WHAT NEEDS TO BE DONE: Pull out every line in the records that contains the word "head", treating uppercase and lowercase as different.

(Pointing dataset records)
===

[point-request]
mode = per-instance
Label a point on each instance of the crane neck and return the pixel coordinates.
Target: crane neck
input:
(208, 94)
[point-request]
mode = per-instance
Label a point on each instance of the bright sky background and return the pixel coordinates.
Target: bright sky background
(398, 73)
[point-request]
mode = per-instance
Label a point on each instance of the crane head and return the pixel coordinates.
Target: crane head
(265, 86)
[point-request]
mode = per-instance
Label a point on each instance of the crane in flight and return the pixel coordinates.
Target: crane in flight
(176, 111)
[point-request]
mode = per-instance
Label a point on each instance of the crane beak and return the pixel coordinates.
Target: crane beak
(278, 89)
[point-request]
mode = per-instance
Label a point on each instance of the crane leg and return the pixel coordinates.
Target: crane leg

===

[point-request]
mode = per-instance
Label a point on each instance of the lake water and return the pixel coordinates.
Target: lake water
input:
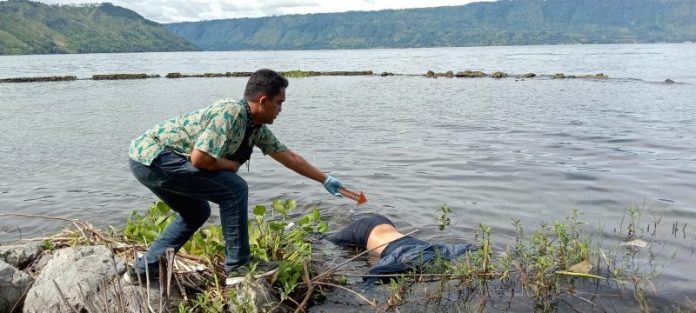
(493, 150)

===

ANSWER TO THIS EXERCISE:
Label a point on each instance of the crane head and return the pixel coordinates.
Target: crane head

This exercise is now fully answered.